* STUDY QUESTIONS *
1/ Summarize the passage below about a mother's operation in two sentences.
2/ In the passage below about a mother's operation, how long is the operation expected to last?
3/ List every possible reason the passage below gives for why the mother has cried.

* DOCUMENT SECTION *

Gather yourself and follow these instructions: borrow someone’s internet data or buy a SIM card from a street-side vendor. Contact a relative for cash or transfer money into your bank account using 3G.
For tips on budgeting post-traumatic-event, check out our trending guide on ‘How to Maintain Your Affluent Hipster Aesthetic at Uni with an Emptied Bank Account.’
Step 8: Let your mother know you love her, even if you have to lie. The operation will last approximately three to four hours, depending on not only the complexity of the wound, but also the capability of your doctors. When they finally let you in the recovery room at 2am to see her, she is barely alert with eyes half-opened. Her once pale face now carries a multitude of textures and colours. Her skin is pigmented mustard by betadine, and stretched so thin with age that blue veins seem to be embroidered on it. While the skin is mostly hardened by the harsh southern sun, there are smooth tear stains and tracks so fresh that they glisten under the cold tungsten lights.
You wonder why she has cried – is it a) the physical pain, b) anger at a fate so particularly cruel to her, or perhaps c) fear for tomorrow? You realise you want her to feel d) none of the above, and decide to distract her momentarily with, Mum, I love you, so much.

* DATA SUPPLIED *

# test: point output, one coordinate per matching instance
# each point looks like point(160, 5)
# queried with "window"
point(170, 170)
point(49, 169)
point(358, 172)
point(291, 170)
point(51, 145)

* RESULTS *
1/ The passage tells the reader to borrow internet data or buy a SIM card, then get cash from a relative or transfer money using 3G, before describing an operation of about three to four hours. In the recovery room at 2am the mother is barely alert, with fresh tear stains, and the reader decides to distract her by saying, "Mum, I love you, so much."

2/ Approximately three to four hours.

3/
- The physical pain
- Anger at a fate so particularly cruel to her
- Fear for tomorrow